WRITTEN PROBLEM:
Transcribe all the entries word for word, but omit the images.

(Location identification items)
===============

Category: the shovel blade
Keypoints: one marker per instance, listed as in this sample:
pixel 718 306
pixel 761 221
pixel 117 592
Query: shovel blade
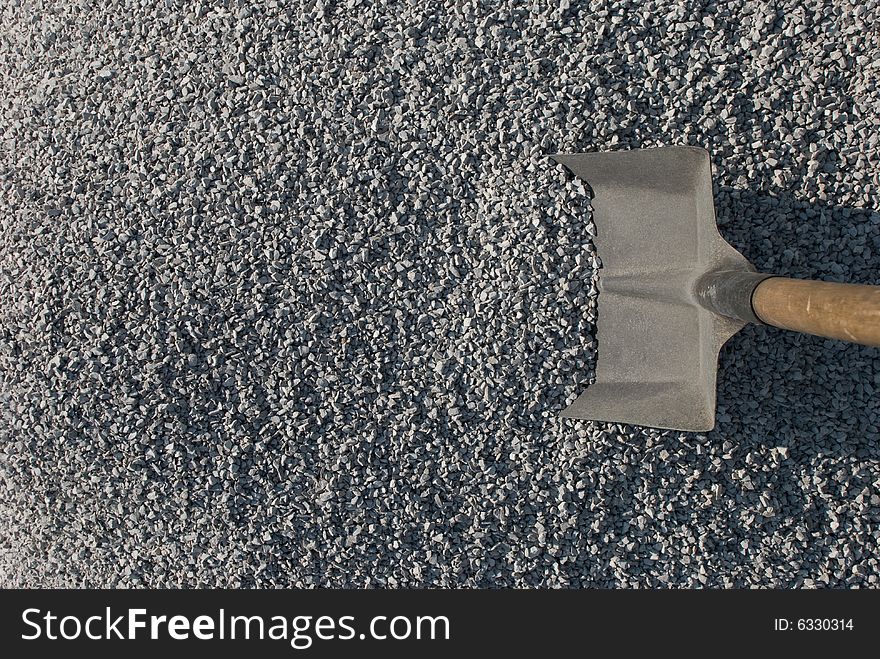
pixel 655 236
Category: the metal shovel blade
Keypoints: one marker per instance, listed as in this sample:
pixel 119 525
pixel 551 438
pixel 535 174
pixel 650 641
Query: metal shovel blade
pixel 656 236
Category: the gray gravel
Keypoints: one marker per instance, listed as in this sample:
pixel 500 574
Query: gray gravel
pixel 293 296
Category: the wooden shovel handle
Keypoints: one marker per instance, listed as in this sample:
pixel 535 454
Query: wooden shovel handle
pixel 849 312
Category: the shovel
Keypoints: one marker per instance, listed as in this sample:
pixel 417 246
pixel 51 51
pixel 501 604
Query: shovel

===============

RESPONSE TO THE EXERCISE:
Category: the shovel blade
Keypoints: one marker per instance, listed as in this sample:
pixel 718 306
pixel 761 221
pixel 117 592
Query: shovel blade
pixel 655 236
Category: the metal shovel blade
Keypoints: one marker per instance, listed as in this sample:
pixel 119 525
pixel 551 438
pixel 535 174
pixel 650 641
Query: metal shovel blade
pixel 656 236
Category: the gray gravel
Keypoints: one marker per instance, listed as in this sample:
pixel 500 574
Query: gray gravel
pixel 293 296
Category: the wooden shovel handle
Keypoints: one marker per instance, listed as in this sample:
pixel 535 454
Query: wooden shovel handle
pixel 849 312
Category: the shovel
Keypoints: one marker per instance, listed as in this sample:
pixel 417 246
pixel 51 51
pixel 501 604
Query: shovel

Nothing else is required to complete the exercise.